- 文書本文 -
皆様

サワッディー・ピー・マイ・カー!新年明けましておめでとうございます。タイ
では、4月の13から15日までがお正月(ソンクラーン)の三が日(?)とさ
れ、みんな実家へ帰ったり、お寺参りに精を出したりします。今週からやっと通
常通り街が動き出しましたが、まだまだお正月気分は抜けていません。改めまし
て、今年も皆様にとってよい年となりますように!

タイは、一年でもっとも暑い季節を向かえ、一歩外へ出ると無料でサウナ体験が
できてしまいます。たまに雨が降ると、緑がほっと一息ついているのが感じられ
ますが、一晩寝たら再びサウナ開店です(笑)。救いは、果物がどんどん甘
くジューシーに、しかも申し訳ないぐらい安く手に入るようになってきたことと、
あまり蚊がいないことでしょうか。

- 取り組む問題 -
**1.** 本文の「サワッディー・ピー・マイ・カー!新年明けましておめでとうございます。タイ」から「あまり蚊がいないことでしょうか。」までを、両端も含めて書き直せ。その際、「サウナ」は「蒸し風呂」に置き換えること。
**2.** 本文によると、タイのお正月(ソンクラーン)の三が日は何月何日から何日までか。

- 資料一覧 -
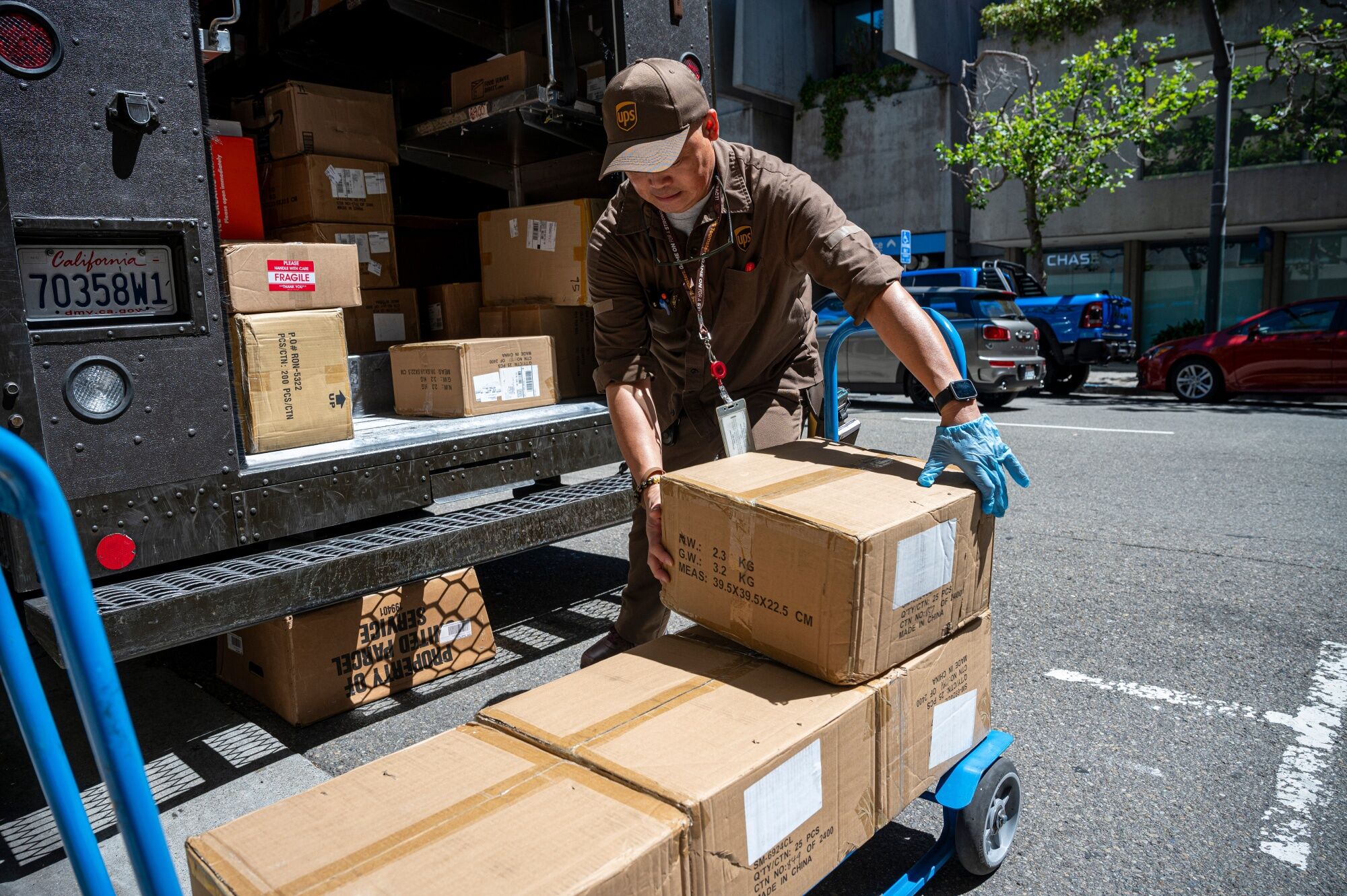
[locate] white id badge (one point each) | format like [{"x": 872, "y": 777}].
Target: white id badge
[{"x": 736, "y": 434}]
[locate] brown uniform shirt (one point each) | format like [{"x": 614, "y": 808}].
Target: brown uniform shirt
[{"x": 762, "y": 320}]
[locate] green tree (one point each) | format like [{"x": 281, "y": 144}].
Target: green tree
[{"x": 1072, "y": 140}]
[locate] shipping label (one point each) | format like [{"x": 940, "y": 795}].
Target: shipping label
[{"x": 292, "y": 276}]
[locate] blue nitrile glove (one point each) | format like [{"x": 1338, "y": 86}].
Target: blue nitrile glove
[{"x": 977, "y": 450}]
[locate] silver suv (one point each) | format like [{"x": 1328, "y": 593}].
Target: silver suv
[{"x": 1000, "y": 343}]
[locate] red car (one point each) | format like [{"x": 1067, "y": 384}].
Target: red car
[{"x": 1299, "y": 347}]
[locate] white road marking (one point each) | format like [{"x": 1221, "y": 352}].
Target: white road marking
[
  {"x": 1288, "y": 824},
  {"x": 1144, "y": 432}
]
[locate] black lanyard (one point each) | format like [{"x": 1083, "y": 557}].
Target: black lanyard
[{"x": 697, "y": 292}]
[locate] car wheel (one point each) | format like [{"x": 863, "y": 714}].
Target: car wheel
[
  {"x": 1063, "y": 380},
  {"x": 918, "y": 394},
  {"x": 1198, "y": 380}
]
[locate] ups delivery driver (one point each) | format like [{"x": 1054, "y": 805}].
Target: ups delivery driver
[{"x": 698, "y": 276}]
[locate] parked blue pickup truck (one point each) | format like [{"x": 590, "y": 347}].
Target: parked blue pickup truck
[{"x": 1077, "y": 330}]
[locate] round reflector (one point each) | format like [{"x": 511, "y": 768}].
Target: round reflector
[
  {"x": 117, "y": 551},
  {"x": 98, "y": 389},
  {"x": 29, "y": 43}
]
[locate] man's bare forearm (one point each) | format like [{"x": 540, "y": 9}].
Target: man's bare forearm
[
  {"x": 910, "y": 334},
  {"x": 636, "y": 427}
]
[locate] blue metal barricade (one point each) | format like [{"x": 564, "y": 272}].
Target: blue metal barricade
[{"x": 30, "y": 493}]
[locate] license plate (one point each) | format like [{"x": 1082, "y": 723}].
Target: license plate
[{"x": 71, "y": 281}]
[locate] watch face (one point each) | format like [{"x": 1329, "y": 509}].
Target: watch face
[{"x": 964, "y": 389}]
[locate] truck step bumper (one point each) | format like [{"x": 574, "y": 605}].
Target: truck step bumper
[{"x": 173, "y": 609}]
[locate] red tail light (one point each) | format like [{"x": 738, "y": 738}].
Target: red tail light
[
  {"x": 29, "y": 44},
  {"x": 1093, "y": 315}
]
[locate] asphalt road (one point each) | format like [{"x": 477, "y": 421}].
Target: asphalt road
[{"x": 1170, "y": 652}]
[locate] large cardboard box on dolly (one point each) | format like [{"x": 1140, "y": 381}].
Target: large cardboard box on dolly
[
  {"x": 290, "y": 376},
  {"x": 826, "y": 557},
  {"x": 538, "y": 252},
  {"x": 290, "y": 276},
  {"x": 471, "y": 377},
  {"x": 329, "y": 188},
  {"x": 376, "y": 248},
  {"x": 328, "y": 661},
  {"x": 300, "y": 117},
  {"x": 933, "y": 711},
  {"x": 573, "y": 339},
  {"x": 775, "y": 770},
  {"x": 473, "y": 806},
  {"x": 385, "y": 318}
]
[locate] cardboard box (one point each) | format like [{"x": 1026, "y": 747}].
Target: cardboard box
[
  {"x": 300, "y": 117},
  {"x": 234, "y": 164},
  {"x": 340, "y": 190},
  {"x": 290, "y": 276},
  {"x": 290, "y": 376},
  {"x": 496, "y": 77},
  {"x": 385, "y": 318},
  {"x": 775, "y": 770},
  {"x": 933, "y": 711},
  {"x": 376, "y": 249},
  {"x": 573, "y": 339},
  {"x": 451, "y": 311},
  {"x": 538, "y": 252},
  {"x": 328, "y": 661},
  {"x": 830, "y": 559},
  {"x": 471, "y": 377},
  {"x": 471, "y": 805}
]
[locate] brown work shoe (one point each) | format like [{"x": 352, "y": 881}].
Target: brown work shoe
[{"x": 610, "y": 645}]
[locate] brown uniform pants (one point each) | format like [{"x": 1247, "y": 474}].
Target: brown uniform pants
[{"x": 777, "y": 419}]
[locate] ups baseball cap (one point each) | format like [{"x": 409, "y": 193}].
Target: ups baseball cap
[{"x": 650, "y": 109}]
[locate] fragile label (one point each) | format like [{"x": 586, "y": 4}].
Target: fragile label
[
  {"x": 542, "y": 234},
  {"x": 358, "y": 240},
  {"x": 783, "y": 800},
  {"x": 925, "y": 563},
  {"x": 348, "y": 183},
  {"x": 292, "y": 276},
  {"x": 390, "y": 329},
  {"x": 952, "y": 727},
  {"x": 452, "y": 631}
]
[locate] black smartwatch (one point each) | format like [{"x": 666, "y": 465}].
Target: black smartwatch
[{"x": 957, "y": 390}]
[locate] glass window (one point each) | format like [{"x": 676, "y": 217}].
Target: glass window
[
  {"x": 1084, "y": 271},
  {"x": 1313, "y": 318},
  {"x": 1177, "y": 285},
  {"x": 1317, "y": 265}
]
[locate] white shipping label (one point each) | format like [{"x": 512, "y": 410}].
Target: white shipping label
[
  {"x": 452, "y": 631},
  {"x": 379, "y": 242},
  {"x": 952, "y": 727},
  {"x": 348, "y": 183},
  {"x": 390, "y": 329},
  {"x": 358, "y": 240},
  {"x": 926, "y": 563},
  {"x": 487, "y": 386},
  {"x": 541, "y": 234},
  {"x": 785, "y": 800},
  {"x": 521, "y": 382}
]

- 解答 -
**1.**
サワッディー・ピー・マイ・カー!新年明けましておめでとうございます。タイ
では、4月の13から15日までがお正月(ソンクラーン)の三が日(?)とさ
れ、みんな実家へ帰ったり、お寺参りに精を出したりします。今週からやっと通
常通り街が動き出しましたが、まだまだお正月気分は抜けていません。改めまし
て、今年も皆様にとってよい年となりますように!

タイは、一年でもっとも暑い季節を向かえ、一歩外へ出ると無料で蒸し風呂体験が
できてしまいます。たまに雨が降ると、緑がほっと一息ついているのが感じられ
ますが、一晩寝たら再び蒸し風呂開店です(笑)。救いは、果物がどんどん甘
くジューシーに、しかも申し訳ないぐらい安く手に入るようになってきたことと、
あまり蚊がいないことでしょうか。

**2.** 4月13日から15日まで。